Start of EXCERPTED PASSAGE
A stricken luxury cruise ship under Philippines and U.S. naval escort will reach a Malaysian port in Borneo island on late Sunday, Malaysian maritime officials and the ship's owner said, after spending more than a day in waters prowled by pirates.

The Azamara Quest, carrying 600 passengers who are mostly westerners and 411 crew, suffered an engine-room fire on Friday that disabled the engines and left the ship temporarily stranded off the southern Philippines coast.

The fire, the latest in a string of cruise ship accidents across the world, was put out on Saturday although five crew members suffered from smoke inhalation with one requiring serious medical attention.

The 11-deck ship was now on its way to Sandakan port at Malaysia's Sabah state on Borneo island after engineers restored its propulsion, Miami-based Azamara Club Cruises said in a Facebook posting on Saturday.

The ship is expected to reach Sandakan port by 8.00 pm (1 p.m. British Time), a Malaysian maritime authority official told Reuters.

A U.S. Navy vessel had joined the escort flotilla comprising of several Philippine Navy ships and a coast guard ship, Filipino officials said.

The vessels will follow the cruise ship until it crosses into Malaysian waters where a Malaysian patrol ship will be on hand to escort it to Sandakan port.

The heightened security comes as the waters off the coast of southern Philippines and northern Sabah are key hunting grounds for pirates and the Abu Sayyaf, a deadly Islamic militant group.

The Abu Sayyaf wants an independent Islamic nation in the south of Roman Catholic Philippines, and has been responsible for high profile kidnappings of westerners, including abducting tourists from a nearby Malaysian resort island in 2000.
End of EXCERPTED PASSAGE
Start of DATA PROVIDED
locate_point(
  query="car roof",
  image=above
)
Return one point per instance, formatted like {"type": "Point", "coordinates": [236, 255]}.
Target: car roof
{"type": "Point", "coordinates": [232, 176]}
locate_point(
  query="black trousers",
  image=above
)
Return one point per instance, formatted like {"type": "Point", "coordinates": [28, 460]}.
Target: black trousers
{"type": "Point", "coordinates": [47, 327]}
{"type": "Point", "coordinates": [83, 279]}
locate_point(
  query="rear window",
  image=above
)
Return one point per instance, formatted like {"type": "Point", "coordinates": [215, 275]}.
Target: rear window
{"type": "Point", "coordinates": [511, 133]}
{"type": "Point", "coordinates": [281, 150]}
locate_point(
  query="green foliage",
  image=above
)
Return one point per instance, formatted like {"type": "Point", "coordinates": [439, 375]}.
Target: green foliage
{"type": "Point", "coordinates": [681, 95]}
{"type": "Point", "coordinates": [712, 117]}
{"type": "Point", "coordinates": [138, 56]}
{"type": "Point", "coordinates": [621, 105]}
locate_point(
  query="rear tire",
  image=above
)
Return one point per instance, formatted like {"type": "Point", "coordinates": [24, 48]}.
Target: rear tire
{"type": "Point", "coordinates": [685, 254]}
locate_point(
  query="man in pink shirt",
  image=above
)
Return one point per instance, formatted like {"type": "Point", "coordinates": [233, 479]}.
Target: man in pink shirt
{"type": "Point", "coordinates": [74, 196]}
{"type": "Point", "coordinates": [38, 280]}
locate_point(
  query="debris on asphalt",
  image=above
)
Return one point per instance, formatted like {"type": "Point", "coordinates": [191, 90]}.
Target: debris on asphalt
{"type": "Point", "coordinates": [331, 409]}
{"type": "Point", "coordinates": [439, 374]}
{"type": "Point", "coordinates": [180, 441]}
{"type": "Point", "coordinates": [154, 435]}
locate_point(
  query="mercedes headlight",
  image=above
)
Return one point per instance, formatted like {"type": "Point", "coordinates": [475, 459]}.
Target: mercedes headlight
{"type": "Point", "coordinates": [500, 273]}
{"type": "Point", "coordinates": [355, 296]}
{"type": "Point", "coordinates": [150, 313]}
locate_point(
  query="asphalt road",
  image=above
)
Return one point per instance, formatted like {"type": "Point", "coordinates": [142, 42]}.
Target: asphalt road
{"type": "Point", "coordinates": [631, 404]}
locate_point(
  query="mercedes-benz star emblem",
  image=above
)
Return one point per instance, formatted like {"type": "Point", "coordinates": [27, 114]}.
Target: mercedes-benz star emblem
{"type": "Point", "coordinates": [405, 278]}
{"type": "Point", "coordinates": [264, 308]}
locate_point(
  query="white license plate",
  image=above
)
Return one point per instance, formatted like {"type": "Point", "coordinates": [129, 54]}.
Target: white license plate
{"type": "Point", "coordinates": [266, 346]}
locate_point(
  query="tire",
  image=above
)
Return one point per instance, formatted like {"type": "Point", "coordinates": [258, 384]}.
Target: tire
End of DATA PROVIDED
# WORK REQUEST
Turn the paragraph of the cruise ship article that begins "The Azamara Quest, carrying" into a short list that keeps its main facts. The lines after the article are separate material unrelated to it.

# RESPONSE TO THIS TASK
- Ship: the Azamara Quest
- On board: 600 passengers, mostly westerners, and 411 crew
- Incident: an engine-room fire on Friday disabled the engines
- Result: the ship was temporarily stranded off the southern Philippines coast